▸ **Assigned task**: From start to end, print the entire listing below exactly.
Top of Material for this exercise
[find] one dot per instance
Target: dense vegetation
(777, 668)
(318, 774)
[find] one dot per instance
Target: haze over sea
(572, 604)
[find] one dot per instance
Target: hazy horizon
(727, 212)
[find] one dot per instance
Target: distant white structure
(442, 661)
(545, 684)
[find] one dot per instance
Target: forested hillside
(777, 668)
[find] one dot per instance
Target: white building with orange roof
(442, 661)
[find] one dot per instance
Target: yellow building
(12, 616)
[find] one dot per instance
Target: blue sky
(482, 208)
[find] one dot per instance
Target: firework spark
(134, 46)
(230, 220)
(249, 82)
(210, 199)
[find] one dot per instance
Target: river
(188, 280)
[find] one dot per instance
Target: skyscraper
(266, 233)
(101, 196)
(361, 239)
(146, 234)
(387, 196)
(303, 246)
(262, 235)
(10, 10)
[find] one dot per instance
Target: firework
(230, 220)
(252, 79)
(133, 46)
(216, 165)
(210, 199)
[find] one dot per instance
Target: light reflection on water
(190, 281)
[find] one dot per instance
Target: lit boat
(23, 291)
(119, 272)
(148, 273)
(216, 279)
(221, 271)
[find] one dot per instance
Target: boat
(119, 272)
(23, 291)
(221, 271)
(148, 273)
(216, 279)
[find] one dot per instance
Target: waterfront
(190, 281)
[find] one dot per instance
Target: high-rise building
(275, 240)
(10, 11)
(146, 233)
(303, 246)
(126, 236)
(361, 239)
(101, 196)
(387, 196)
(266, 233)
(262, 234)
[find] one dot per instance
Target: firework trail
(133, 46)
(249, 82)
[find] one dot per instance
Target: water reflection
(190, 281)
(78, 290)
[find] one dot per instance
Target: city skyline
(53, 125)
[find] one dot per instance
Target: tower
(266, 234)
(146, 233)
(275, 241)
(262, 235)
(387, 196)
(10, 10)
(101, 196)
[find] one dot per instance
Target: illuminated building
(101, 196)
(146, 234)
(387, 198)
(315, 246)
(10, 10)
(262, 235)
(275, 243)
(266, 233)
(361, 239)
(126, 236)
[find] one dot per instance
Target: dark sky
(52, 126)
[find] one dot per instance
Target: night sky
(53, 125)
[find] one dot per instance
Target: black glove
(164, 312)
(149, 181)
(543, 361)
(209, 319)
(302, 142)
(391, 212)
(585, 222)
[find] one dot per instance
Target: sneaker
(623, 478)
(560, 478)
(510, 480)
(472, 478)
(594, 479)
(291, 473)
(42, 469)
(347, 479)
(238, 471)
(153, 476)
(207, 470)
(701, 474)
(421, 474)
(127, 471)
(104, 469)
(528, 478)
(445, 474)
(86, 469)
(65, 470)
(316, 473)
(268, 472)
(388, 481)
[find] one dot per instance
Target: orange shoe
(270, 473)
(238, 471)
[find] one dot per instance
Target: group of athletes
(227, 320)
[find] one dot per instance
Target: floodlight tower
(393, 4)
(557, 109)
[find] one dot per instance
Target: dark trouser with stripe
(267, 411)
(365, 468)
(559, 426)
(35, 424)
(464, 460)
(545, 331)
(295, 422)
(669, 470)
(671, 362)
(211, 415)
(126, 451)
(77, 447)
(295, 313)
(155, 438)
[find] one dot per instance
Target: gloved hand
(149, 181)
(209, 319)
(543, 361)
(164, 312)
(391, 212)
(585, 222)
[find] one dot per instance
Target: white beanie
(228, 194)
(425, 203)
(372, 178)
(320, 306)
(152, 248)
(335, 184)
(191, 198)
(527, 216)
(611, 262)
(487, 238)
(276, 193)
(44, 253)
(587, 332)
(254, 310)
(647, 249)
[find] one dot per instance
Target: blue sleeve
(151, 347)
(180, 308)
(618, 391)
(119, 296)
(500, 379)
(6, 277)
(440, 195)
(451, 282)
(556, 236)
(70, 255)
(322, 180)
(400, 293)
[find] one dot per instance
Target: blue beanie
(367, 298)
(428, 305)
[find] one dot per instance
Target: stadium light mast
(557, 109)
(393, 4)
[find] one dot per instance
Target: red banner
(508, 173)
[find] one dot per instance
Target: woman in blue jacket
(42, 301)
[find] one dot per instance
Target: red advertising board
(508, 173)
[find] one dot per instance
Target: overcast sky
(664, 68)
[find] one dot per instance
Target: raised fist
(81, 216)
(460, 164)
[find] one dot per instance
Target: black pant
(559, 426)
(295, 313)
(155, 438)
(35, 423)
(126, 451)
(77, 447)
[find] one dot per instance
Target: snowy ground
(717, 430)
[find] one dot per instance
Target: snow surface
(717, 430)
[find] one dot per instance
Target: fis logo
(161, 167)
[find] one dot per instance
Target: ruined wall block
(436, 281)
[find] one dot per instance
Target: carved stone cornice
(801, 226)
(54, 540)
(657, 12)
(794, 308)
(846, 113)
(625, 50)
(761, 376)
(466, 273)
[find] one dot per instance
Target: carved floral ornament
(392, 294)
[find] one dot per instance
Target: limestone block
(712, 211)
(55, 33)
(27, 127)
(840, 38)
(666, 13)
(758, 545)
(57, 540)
Bottom of Material for this exercise
▸ **Final answer**:
[find] one dot per instance
Target: dense vegetation
(777, 668)
(318, 774)
[find] one dot per instance
Target: haze over sea
(572, 604)
[find] one dot per instance
Target: hazy horizon
(727, 212)
[find] one dot per instance
Target: distant white structure
(442, 661)
(545, 684)
[find] one dot per instance
Target: forested hillside
(777, 668)
[find] one dot per instance
Target: white building with orange roof
(442, 661)
[find] one dot per instance
Target: yellow building
(12, 616)
[find] one dot per instance
Target: blue sky
(482, 208)
[find] one dot per instance
Target: firework spark
(134, 46)
(230, 220)
(249, 82)
(210, 199)
[find] one dot per instance
Target: river
(188, 280)
[find] one dot per instance
Target: skyscraper
(266, 233)
(101, 196)
(361, 239)
(146, 234)
(387, 196)
(303, 246)
(262, 235)
(10, 10)
[find] one dot per instance
Target: firework
(230, 220)
(252, 79)
(133, 46)
(216, 165)
(210, 199)
[find] one dot per instance
Target: light reflection on water
(190, 281)
[find] one dot per instance
Target: lit boat
(23, 291)
(119, 272)
(148, 273)
(216, 279)
(221, 271)
[find] one dot per instance
Target: boat
(119, 272)
(23, 291)
(221, 271)
(148, 273)
(216, 279)
[find] one dot per instance
Target: waterfront
(190, 281)
[find] one dot per instance
Target: high-rise building
(275, 240)
(10, 11)
(146, 233)
(303, 246)
(126, 236)
(361, 239)
(101, 196)
(387, 196)
(266, 233)
(262, 234)
[find] one dot per instance
Target: firework trail
(133, 46)
(249, 82)
[find] one dot per instance
Target: water reflection
(190, 281)
(78, 290)
[find] one dot per instance
Target: city skyline
(53, 125)
[find] one dot per instance
Target: tower
(266, 234)
(146, 233)
(275, 241)
(262, 235)
(387, 196)
(10, 10)
(101, 196)
[find] one dot per instance
Target: illuminated building
(101, 196)
(146, 234)
(387, 198)
(315, 246)
(10, 10)
(262, 235)
(275, 243)
(266, 233)
(361, 239)
(126, 236)
[find] one dot per instance
Target: dark sky
(52, 126)
[find] one dot per instance
Target: night sky
(53, 125)
[find] one dot per instance
Target: black glove
(164, 312)
(149, 181)
(543, 361)
(209, 319)
(302, 142)
(391, 212)
(585, 222)
[find] one dot per instance
Target: sneaker
(623, 478)
(560, 478)
(510, 480)
(472, 478)
(594, 479)
(291, 473)
(42, 469)
(347, 479)
(238, 471)
(153, 476)
(207, 470)
(701, 474)
(421, 474)
(127, 471)
(104, 469)
(528, 478)
(445, 474)
(86, 469)
(65, 470)
(316, 473)
(268, 472)
(388, 481)
[find] one dot per instance
Target: orange shoe
(270, 473)
(238, 471)
[find] one dot per instance
Target: group of athletes
(227, 320)
[find] one dot per instance
Target: floodlight tower
(393, 4)
(557, 109)
[find] one dot per instance
Target: dark trouser with stripe
(267, 411)
(365, 468)
(559, 426)
(35, 424)
(464, 460)
(545, 331)
(295, 422)
(669, 470)
(671, 362)
(211, 415)
(126, 451)
(77, 447)
(295, 313)
(155, 438)
[find] one dot per instance
Target: gloved hand
(149, 181)
(209, 319)
(543, 361)
(164, 312)
(391, 212)
(585, 222)
[find] one dot per instance
Target: white beanie
(228, 194)
(425, 203)
(372, 178)
(320, 306)
(152, 248)
(335, 184)
(191, 198)
(527, 216)
(611, 262)
(487, 238)
(276, 193)
(44, 253)
(587, 332)
(254, 310)
(647, 249)
[find] one dot per instance
Target: blue sleeve
(151, 347)
(180, 308)
(618, 391)
(119, 296)
(500, 379)
(6, 277)
(440, 195)
(451, 282)
(556, 236)
(70, 255)
(322, 180)
(400, 293)
[find] one dot per instance
Target: blue beanie
(367, 298)
(428, 305)
[find] one dot per instance
Target: stadium light mast
(557, 109)
(393, 4)
[find] one dot per instance
Target: red banner
(508, 173)
[find] one dot per instance
Target: woman in blue jacket
(42, 301)
[find] one dot per instance
Target: red advertising board
(508, 173)
[find] one dot per instance
Target: overcast sky
(664, 68)
[find] one dot per instance
Target: raised fist
(81, 216)
(460, 164)
[find] one dot per instance
Target: black pant
(559, 426)
(295, 313)
(155, 438)
(35, 423)
(126, 451)
(77, 447)
[find] one dot per instance
Target: snowy ground
(717, 430)
[find] one dot per instance
Target: snow surface
(717, 430)
[find] one dot per instance
Target: fis logo
(161, 167)
[find] one dot per instance
Target: ruined wall block
(436, 281)
[find] one dot per instance
Target: carved stone cornice
(801, 226)
(54, 540)
(657, 12)
(794, 308)
(846, 113)
(625, 50)
(761, 376)
(466, 273)
[find] one dot per instance
Target: carved floral ornament
(392, 294)
[find] one dot per instance
Target: limestone block
(712, 211)
(55, 33)
(27, 127)
(840, 38)
(666, 13)
(758, 545)
(57, 540)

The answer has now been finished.